Passage provided
<<<<

Metal additive manufacturing is gaining popularity. Aluminum, bronze, chromium, stainless steel, iron and copper are just a few examples of the most commonly used metals. Some of these—often in the form of alloys—are already available for the additive manufacturing industry, and these elements are typically processed by laser powder bed melting or electron beam melting.
One special metal that shows great potential in the field of additive manufacturing, especially 3D printing for the automotive and aerospace industries, is tungsten because of its outstanding mechanical strength, high stiffness and high thermal load capacity.
Tungsten has the highest melting point of any metal at about 6,152°F (3,400°C), making it ideal for energy and lighting technology, but also difficult to manufacture. In its current state, the biggest challenge with using tungsten in additive manufacturing is that printed parts are often prone to cracking, which greatly affects quality. This problem is especially prevalent in more complex, precise shapes with curves or holes that cannot be modeled using traditional crafting or machining techniques. But now there is a solution: 3D printing.

>>>>

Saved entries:
<<<<

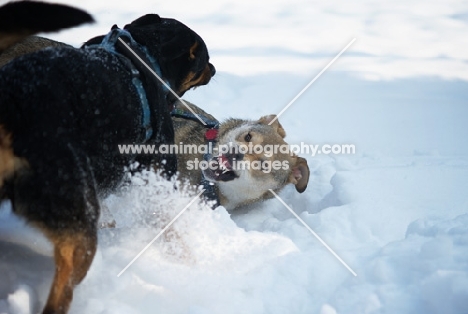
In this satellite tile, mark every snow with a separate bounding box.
[0,0,468,314]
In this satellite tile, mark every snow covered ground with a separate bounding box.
[0,0,468,314]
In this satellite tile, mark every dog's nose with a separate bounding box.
[208,63,216,77]
[226,153,244,160]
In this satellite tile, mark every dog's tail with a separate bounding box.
[0,1,94,53]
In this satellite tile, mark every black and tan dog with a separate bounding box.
[0,2,215,313]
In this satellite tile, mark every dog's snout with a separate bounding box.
[208,63,216,77]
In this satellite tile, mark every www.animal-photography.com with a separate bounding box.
[0,0,468,314]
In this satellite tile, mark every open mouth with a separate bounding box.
[203,155,239,182]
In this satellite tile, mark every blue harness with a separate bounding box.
[87,28,169,143]
[171,105,220,209]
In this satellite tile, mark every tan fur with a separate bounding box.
[39,231,97,314]
[173,102,309,210]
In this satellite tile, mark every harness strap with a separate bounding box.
[87,27,169,143]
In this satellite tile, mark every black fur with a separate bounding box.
[0,1,94,33]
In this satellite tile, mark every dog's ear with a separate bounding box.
[258,114,286,138]
[289,157,310,193]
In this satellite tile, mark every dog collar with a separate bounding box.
[87,27,170,143]
[171,107,220,209]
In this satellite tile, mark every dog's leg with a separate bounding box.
[43,232,97,314]
[7,137,99,314]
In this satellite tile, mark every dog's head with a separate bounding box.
[124,14,216,97]
[204,115,309,209]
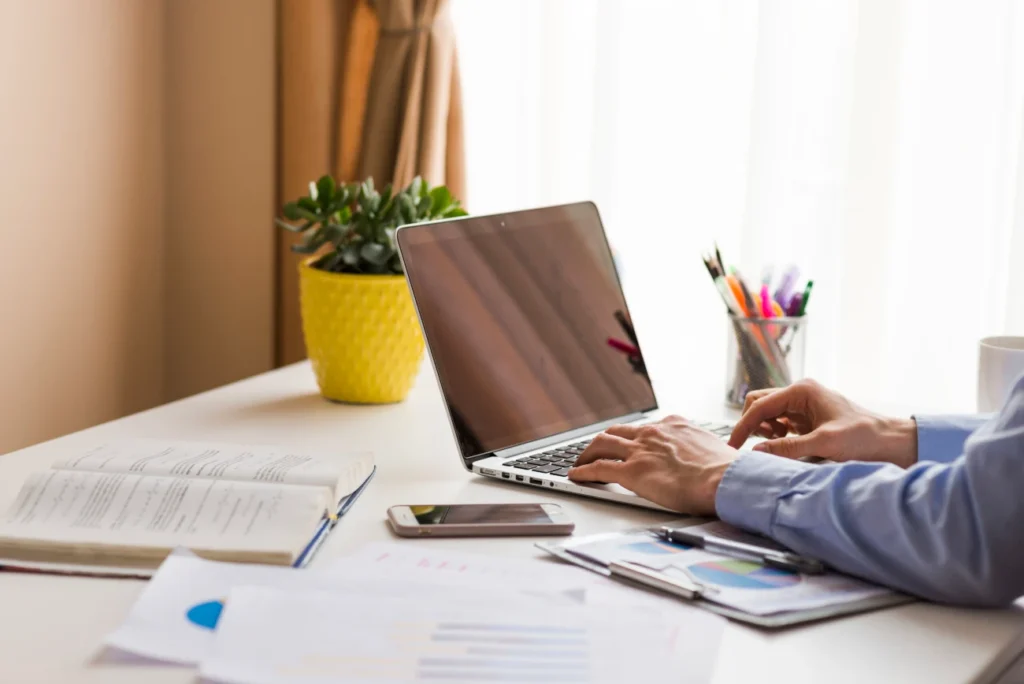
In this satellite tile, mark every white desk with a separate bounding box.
[0,365,1024,684]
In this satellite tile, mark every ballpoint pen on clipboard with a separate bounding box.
[606,310,650,384]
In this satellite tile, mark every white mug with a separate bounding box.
[978,337,1024,414]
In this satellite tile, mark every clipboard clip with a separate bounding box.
[608,560,711,600]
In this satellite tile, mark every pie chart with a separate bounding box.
[185,601,224,630]
[686,560,800,589]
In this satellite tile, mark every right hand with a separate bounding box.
[729,380,918,468]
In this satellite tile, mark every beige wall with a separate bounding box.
[165,0,276,398]
[0,0,274,452]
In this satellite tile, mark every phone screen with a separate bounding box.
[409,504,552,525]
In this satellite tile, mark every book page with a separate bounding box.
[0,470,331,552]
[52,439,373,500]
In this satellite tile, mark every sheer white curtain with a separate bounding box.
[453,0,1024,411]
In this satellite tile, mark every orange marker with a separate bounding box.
[725,273,751,316]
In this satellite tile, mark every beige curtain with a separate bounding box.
[275,0,465,365]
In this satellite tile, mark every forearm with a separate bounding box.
[716,454,1024,605]
[914,415,992,463]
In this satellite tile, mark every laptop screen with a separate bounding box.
[398,203,656,458]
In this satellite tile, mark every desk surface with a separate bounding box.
[0,364,1024,684]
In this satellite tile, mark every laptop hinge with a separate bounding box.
[466,413,647,463]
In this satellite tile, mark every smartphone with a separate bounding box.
[387,504,575,537]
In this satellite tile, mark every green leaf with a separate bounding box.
[430,185,452,215]
[316,252,344,273]
[338,245,359,266]
[316,175,335,206]
[295,207,324,223]
[398,195,416,223]
[292,237,321,254]
[273,218,312,232]
[297,198,319,214]
[359,243,392,266]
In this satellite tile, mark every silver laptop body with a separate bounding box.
[395,202,730,510]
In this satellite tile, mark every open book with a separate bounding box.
[0,439,374,568]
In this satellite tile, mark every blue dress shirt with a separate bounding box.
[715,370,1024,606]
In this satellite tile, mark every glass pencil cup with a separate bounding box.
[725,314,807,408]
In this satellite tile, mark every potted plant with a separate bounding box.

>>>>

Work request 1
Decide whether each statement agrees with the passage on tungsten in additive manufacturing. Answer yes or no for each, and quote the words from the passage that settle it. (a) Tungsten melts at about 3,400°C. (b) The metals already available for additive manufacturing are typically processed by casting. (c) Cracking in printed tungsten parts is least common in complex shapes with curves or holes.
Work request 2
Pick up the passage on tungsten in additive manufacturing after its final sentence and write what comes next.

Exercise output 1
(a) Yes: "Tungsten has the highest melting point of any metal at about 6,152°F (3,400°C)"
(b) No: "these elements are typically processed by laser powder bed melting or electron beam melting"
(c) No: "This problem is especially prevalent in more complex, precise shapes with curves or holes"

Exercise output 2
3D printing is the process of making three-dimensional solid objects from digital files, the creation of which is achieved through additive processes. In an additive process, objects are created by placing successive layers of material until the object is created. Each of these layers can be viewed as a thin sliced cross-section of the object. 3D printing enables you to produce complex shapes using less material than traditional manufacturing methods.
Depending on process conditions, tungsten has bulk and optically determined densities between 94% and 98%, but parts can experience microcracks and defects due to residual stresses on the micro and macro scales. Even so, the density and quality of the samples produced during the 3D printing process are high enough for applications such as medical radiation shielding and nuclear imaging, as well as other plasma-oriented environments. And the parameters of laser powder bed fusion can be tailored to produce relatively dense tungsten parts.
3D printing tungsten allows new applications for the material as it can produce parts with high precision and complexity. Other researchers have studied tungsten 3D printing before, and 3D printed tungsten components have even been commercialized. Despite the challenges, tungsten has proven itself to be a valuable 3D printing material.